Exercise tasks:
1: Decide whether each of the following statements agrees with the article on Bishop Deniau, answering yes or no and quoting the words of the article that settle the matter: (a) Deniau heads the diocese of Nevers in eastern France; (b) Deniau made his remarks to the magazine Le Pelerin; (c) the papal commission of 1966 recommended against allowing contraception.
2: Carry the article on Bishop Deniau forward from its final sentence, keeping its voice.

Extract to read:
====
By Diogenes ( articles ) | Feb 17, 2006
Another outstanding Successor of the Apostles casts a discerning eye on the pastoral necessities of the faithful and decides that what they really need is ... sterility.
Encouraged by Pope Benedict's encyclical on love, a Roman Catholic bishop and a group of Christian intellectuals in France are urging the Vatican to reopen the debate on its ban on artificial birth control.
Bishop Francis Deniau told the Catholic magazine Le Pelerin this week that Benedict's first encyclical "Deus Caritas Est" (God is Love), which was widely praised for the positive way it spoke about sexual love, was a hopeful sign for possible change.
First off, let's scotch any nonsense that would suggest Deniau's not dissenting from the Church's doctrine on contraception. No one urges that a debate be "reopened" unless he wants it closed again in a different way.
Deniau, bishop of Nevers in eastern France, noted that a papal commission had advised in 1966 to allow [contraception], but Pope Paul ignored their recommendation after consulting several cardinals, including the future Pope John Paul.
"The analyses made by the first commission in 1966, which did not condemn contraception, are worth being reviewed and debated," Deniau said.
====
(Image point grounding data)
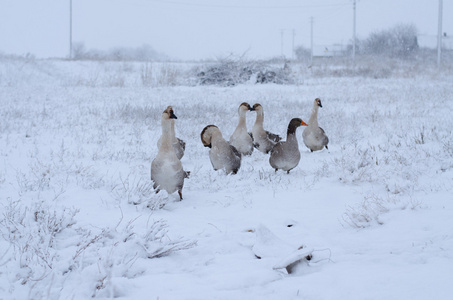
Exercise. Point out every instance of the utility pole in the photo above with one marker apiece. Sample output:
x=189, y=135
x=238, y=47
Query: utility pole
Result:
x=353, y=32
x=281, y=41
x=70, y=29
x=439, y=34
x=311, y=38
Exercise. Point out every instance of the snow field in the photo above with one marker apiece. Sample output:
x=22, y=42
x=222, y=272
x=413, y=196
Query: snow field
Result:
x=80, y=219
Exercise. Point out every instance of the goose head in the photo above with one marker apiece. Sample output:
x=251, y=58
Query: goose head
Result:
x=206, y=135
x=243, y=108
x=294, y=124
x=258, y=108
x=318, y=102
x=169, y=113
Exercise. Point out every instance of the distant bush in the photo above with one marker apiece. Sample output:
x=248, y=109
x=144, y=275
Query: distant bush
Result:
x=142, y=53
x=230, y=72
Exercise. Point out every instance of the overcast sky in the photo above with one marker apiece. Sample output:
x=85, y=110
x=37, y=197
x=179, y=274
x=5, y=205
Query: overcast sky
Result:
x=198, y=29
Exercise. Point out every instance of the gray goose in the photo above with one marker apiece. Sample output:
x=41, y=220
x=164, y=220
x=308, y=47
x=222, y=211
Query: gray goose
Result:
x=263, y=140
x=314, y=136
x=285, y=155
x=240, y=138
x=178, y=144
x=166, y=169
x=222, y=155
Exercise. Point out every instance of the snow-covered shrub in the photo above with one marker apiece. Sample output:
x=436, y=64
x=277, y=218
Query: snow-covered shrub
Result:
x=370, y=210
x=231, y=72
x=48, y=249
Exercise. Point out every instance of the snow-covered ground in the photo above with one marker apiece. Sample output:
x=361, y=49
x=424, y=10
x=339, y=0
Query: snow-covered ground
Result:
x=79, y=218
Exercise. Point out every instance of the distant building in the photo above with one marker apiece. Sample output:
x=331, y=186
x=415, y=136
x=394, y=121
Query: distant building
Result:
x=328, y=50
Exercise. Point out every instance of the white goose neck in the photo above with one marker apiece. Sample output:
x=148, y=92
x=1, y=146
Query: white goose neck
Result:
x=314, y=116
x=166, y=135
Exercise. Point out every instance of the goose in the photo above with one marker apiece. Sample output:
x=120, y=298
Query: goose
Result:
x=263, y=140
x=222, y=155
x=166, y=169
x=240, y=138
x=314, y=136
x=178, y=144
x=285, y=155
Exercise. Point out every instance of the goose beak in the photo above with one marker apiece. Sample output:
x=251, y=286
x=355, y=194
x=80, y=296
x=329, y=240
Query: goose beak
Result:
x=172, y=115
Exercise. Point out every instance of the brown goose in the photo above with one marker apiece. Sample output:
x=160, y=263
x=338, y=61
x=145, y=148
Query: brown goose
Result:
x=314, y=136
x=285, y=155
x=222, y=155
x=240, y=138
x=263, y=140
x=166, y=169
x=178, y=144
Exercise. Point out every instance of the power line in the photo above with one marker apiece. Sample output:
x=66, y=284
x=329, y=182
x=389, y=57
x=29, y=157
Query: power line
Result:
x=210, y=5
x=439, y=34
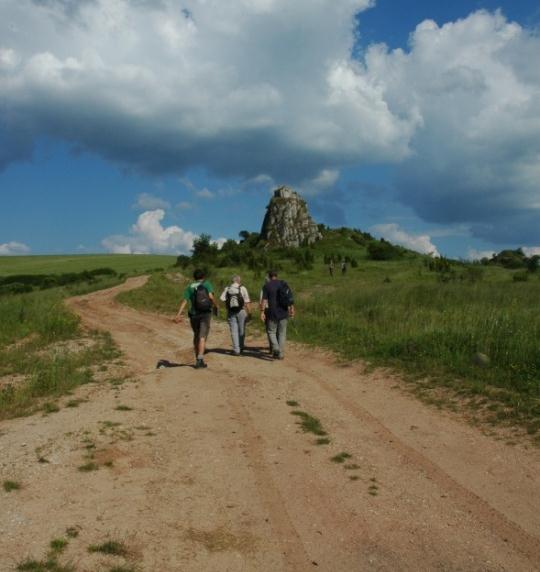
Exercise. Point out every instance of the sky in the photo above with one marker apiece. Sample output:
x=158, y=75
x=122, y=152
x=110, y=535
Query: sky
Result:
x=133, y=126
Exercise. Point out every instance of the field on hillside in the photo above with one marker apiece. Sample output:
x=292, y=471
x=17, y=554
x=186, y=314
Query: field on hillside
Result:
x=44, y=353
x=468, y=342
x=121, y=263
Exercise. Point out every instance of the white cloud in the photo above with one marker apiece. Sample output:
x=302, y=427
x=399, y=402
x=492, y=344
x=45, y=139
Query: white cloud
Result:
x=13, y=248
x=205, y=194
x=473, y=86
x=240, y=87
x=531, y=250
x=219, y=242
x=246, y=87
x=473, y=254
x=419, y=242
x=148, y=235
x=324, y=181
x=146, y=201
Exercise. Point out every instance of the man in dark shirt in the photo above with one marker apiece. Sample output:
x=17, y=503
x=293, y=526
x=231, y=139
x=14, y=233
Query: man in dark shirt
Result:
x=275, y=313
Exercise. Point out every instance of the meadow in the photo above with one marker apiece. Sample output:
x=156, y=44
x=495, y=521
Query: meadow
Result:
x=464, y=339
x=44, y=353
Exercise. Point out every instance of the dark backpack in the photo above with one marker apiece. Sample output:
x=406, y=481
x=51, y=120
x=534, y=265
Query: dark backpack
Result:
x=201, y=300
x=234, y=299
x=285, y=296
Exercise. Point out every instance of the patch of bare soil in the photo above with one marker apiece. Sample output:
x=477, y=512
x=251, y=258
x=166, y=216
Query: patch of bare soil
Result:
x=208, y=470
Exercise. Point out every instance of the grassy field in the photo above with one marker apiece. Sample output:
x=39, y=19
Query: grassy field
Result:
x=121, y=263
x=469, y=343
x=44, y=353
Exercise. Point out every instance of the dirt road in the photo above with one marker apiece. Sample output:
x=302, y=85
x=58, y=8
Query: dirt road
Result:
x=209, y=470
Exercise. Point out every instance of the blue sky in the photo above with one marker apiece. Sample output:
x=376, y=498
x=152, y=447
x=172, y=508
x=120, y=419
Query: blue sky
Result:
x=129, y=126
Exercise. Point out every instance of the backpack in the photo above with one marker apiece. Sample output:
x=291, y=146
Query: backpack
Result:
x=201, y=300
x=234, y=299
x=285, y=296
====
Responses to the tasks:
1:
(a) Yes: "Deniau, bishop of Nevers in eastern France"
(b) Yes: "Bishop Francis Deniau told the Catholic magazine Le Pelerin this week"
(c) No: "a papal commission had advised in 1966 to allow [contraception]"

2:
On the contrary, the "analysis" of the Birth Control Commission was so badly flawed and so quickly demolished that no one, including its own authors, can be found to defend it. It has, as Prof. John Finnis shows, "disappeared without trace," and those same authors and other contraception fans have had to patch together alternative schemes -- a series of alternative schemes -- to explain God's newfound love for sodomy, high-tech onanism, and the color advertisements in America magazine. Yet even on the level of mattress praxis, it seems the good Bishop of Nevers is somewhat behind the curve in the Sterility Stakes:
[Deniau] said many Catholics found they could not follow the "rhythm method" of family planning.
Great job, your Grace, of reading the signs of the times! It's not hard to see why your dying French diocese has a total of six seminarians, while the Diocese of Lincoln, for example, containing half the number of Catholics, has thirty-five. And with Christian Europe in a demographic death-spiral, it's all too fitting that you should reduce Deus Caritas Est to a commentary on "Billy Elliot." God knows who'll follow you in your present job, but we can be pretty sure his episcopal motto will be Allahu akbar!.